Task brief: Pick out every line in the entries below that contains the string "paraglider", and copy each of those lines in full.

============

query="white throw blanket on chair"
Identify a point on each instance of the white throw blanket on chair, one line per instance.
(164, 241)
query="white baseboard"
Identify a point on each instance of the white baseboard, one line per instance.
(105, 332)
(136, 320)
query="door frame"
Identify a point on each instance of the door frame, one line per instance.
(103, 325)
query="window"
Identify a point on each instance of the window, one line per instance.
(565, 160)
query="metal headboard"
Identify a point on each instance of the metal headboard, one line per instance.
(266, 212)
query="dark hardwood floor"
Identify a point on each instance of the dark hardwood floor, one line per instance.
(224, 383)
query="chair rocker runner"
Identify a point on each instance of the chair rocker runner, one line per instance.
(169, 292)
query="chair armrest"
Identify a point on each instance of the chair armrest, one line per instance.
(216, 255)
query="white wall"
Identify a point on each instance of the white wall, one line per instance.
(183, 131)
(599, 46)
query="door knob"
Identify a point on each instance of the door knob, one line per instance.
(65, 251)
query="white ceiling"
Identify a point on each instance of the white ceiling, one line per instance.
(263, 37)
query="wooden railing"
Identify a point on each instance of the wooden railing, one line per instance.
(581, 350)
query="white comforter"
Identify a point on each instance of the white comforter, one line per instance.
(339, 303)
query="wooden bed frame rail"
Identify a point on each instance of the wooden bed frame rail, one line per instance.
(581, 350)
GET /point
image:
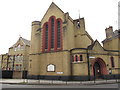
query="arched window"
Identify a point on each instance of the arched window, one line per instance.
(76, 57)
(18, 47)
(112, 62)
(52, 34)
(81, 58)
(46, 38)
(58, 34)
(17, 59)
(51, 68)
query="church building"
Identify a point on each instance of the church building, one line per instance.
(62, 49)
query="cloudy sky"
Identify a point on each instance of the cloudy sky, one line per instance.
(16, 17)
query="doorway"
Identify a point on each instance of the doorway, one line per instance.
(97, 70)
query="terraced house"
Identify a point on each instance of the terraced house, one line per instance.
(62, 49)
(15, 63)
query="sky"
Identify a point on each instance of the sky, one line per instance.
(16, 17)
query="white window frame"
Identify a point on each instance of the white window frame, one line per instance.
(21, 58)
(50, 68)
(19, 47)
(17, 68)
(15, 49)
(17, 60)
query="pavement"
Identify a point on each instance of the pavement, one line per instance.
(55, 82)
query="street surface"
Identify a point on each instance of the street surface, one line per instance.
(59, 86)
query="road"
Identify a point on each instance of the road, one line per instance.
(59, 86)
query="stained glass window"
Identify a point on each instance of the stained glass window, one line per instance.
(52, 34)
(46, 38)
(58, 37)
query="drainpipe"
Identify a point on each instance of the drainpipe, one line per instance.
(88, 65)
(13, 62)
(7, 62)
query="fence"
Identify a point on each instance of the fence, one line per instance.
(57, 82)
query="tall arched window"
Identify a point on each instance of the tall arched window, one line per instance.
(46, 38)
(112, 62)
(52, 34)
(81, 58)
(76, 57)
(58, 34)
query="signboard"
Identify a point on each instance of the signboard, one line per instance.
(91, 57)
(59, 72)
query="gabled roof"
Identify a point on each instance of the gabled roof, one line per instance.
(52, 4)
(90, 47)
(25, 41)
(115, 35)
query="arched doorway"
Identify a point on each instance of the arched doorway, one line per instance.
(99, 68)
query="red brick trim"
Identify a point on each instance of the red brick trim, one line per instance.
(111, 62)
(43, 37)
(61, 43)
(103, 66)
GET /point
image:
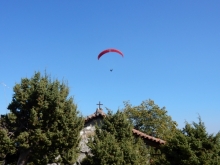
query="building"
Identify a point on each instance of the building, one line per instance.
(89, 129)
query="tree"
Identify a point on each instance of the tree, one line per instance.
(192, 145)
(114, 143)
(46, 122)
(7, 147)
(151, 119)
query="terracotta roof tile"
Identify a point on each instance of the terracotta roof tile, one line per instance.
(99, 112)
(151, 138)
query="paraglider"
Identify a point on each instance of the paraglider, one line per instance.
(110, 50)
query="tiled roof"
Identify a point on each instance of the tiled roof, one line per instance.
(100, 113)
(148, 137)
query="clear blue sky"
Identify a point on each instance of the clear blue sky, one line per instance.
(171, 53)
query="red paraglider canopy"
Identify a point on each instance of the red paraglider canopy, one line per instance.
(110, 50)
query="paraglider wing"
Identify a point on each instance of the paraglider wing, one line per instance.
(109, 50)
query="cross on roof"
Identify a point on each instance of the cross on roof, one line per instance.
(99, 105)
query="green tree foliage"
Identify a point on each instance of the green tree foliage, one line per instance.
(44, 120)
(6, 142)
(114, 143)
(192, 145)
(151, 119)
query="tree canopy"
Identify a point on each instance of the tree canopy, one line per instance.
(44, 120)
(151, 119)
(192, 145)
(114, 143)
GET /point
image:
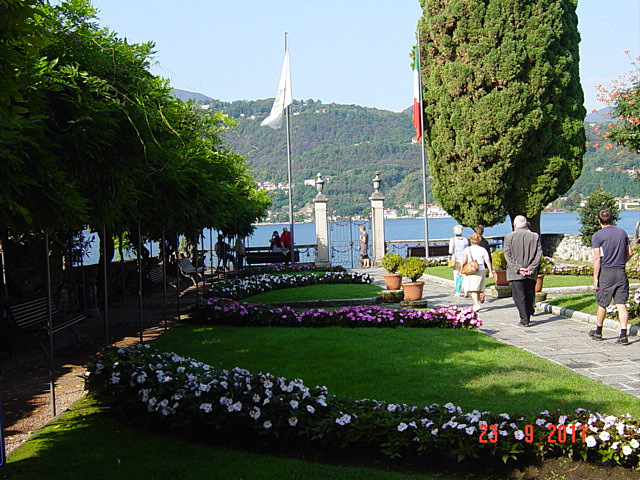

============

Reply to the exercise:
query="paraglider"
Identify a point on each instance of the paraglider, one line per instance.
query="red paraglider canopy"
Identify a point on each instance of the red paraglider canopy, one line per instance.
query="paraglider wing"
Identify a point on each instance of the paraglider wing, one line per instance.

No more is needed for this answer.